• Task objective: According to the article on Morgan State University's STEM Day Extravaganza, where was the eighth annual event held?

• Reading text:
=== Section Start ===

More than half of American adults say the primary reason young people don’t pursue degrees in science, technology, engineering and math (STEM) is because they think these subjects are too hard, according to recent research conducted by the Pew Research Center.
However, Morgan State University’s Science Engineering Mathematics and Aerospace Academy (SEEMA) has found a way to proactively address the need for minority youth involvement in STEM subjects by developing an annual event which provides students with a fun, interactive, hands-on, ‘minds-on’ alternative to learning disciplines traditionally known as either difficult or boring.
MSU’s eighth annual STEM Day Extravaganza was held on September 14, 2019 at the university’s Hill Field House, and once again showcased a variety of fun STEM-related activities for school-aged children including astronomy, model airplane building and flying, life science activities, engineering design and construction, math and science games, rocketry, robotics and various NASA and NOAA (National Oceanic and Atmospheric Administration) educational activities.
“STEM is our life. It’s what we live and breathe,” said Jonathan Wilson, the STEM Day Extravaganza coordinator.
Wilson, project director for Morgan State’s MUREP Aerospace Academy, was elated to host the STEM Day Extravaganza for the eighth year. Due to enrollment limitations on the Saturday Science Academy, the STEM Day allows students in the community and throughout the state of Maryland to engage in some similar hands-on activities, he said.
“Science, technology, engineering and math is important for every aspect of our lives, and we do not have enough professionals in the STEM fields in the U.S.,” Wilson added.
“Many old people like myself are retiring in all aspects— local, national, and federal agencies and we don’t have enough young people to take our places. So we continue to get this type of program going so that we can get [students] excited and motivate them to think of STEM and remove the fear of doing STEM.”

=== Section End ===

(Stored data entries)
=== Section Start ===

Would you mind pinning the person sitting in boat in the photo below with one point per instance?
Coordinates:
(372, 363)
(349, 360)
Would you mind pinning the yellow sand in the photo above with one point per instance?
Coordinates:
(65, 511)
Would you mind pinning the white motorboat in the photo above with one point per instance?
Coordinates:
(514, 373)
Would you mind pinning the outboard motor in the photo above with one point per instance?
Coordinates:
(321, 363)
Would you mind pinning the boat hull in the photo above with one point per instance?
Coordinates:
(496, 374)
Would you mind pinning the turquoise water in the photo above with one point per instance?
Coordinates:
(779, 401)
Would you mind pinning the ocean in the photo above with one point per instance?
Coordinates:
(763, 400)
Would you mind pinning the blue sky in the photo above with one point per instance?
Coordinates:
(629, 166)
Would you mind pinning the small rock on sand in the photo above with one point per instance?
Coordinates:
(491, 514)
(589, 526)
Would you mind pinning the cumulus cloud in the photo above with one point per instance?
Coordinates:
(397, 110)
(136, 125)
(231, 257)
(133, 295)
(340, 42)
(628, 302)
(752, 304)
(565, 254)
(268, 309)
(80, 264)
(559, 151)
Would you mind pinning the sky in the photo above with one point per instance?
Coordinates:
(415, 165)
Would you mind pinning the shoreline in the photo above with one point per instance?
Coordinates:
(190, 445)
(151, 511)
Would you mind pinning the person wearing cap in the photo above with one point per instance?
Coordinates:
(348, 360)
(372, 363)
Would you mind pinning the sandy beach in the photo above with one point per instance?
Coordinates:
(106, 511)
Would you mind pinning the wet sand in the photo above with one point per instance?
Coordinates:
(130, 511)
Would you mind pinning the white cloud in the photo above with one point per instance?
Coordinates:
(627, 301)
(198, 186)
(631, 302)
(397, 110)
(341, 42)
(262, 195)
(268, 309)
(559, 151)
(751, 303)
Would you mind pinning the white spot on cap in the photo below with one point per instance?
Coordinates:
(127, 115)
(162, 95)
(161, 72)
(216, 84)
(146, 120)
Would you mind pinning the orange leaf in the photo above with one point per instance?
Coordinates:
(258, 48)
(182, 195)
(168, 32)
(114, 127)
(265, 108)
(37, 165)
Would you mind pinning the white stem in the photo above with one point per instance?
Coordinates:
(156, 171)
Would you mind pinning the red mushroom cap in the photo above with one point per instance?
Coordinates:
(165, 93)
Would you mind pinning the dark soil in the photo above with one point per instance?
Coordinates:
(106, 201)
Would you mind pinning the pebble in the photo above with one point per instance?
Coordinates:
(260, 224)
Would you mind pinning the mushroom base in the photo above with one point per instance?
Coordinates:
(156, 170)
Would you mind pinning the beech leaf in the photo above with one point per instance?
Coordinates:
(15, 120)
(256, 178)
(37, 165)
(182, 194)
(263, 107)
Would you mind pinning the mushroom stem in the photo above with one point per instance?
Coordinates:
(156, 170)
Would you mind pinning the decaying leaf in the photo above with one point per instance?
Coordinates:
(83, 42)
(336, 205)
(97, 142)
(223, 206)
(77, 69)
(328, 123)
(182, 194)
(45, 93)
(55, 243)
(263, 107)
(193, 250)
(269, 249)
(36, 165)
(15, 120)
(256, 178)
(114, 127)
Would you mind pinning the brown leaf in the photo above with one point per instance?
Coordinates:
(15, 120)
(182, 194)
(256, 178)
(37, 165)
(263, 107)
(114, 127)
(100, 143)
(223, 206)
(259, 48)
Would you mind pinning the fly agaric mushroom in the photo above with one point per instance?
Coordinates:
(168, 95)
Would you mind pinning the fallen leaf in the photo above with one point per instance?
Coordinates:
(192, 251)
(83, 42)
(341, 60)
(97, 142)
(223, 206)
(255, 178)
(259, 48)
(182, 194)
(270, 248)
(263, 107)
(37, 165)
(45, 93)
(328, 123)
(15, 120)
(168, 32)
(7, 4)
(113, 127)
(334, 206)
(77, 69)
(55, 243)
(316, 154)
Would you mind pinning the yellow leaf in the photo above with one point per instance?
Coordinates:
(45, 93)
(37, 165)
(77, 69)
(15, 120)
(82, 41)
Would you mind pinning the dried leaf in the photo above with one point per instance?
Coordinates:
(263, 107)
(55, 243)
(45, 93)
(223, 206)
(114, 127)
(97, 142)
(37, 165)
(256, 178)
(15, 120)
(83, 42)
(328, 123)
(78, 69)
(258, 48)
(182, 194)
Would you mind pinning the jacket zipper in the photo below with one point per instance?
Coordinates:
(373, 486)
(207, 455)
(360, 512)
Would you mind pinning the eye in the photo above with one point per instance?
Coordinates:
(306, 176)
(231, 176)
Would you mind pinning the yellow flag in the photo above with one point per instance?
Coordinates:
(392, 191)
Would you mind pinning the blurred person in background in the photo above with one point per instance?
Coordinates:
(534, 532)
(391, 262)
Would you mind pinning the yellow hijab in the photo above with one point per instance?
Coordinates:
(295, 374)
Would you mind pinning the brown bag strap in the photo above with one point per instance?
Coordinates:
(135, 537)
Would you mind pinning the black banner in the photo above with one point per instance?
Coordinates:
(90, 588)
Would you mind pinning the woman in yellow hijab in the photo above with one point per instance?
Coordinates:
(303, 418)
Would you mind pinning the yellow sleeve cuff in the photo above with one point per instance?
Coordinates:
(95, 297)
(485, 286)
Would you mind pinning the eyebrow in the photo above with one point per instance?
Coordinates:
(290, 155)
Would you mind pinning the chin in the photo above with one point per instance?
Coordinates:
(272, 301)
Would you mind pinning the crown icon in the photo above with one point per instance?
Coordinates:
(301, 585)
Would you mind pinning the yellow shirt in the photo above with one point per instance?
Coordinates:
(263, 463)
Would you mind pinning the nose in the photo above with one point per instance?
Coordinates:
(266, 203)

=== Section End ===

• Response area: At the university's Hill Field House.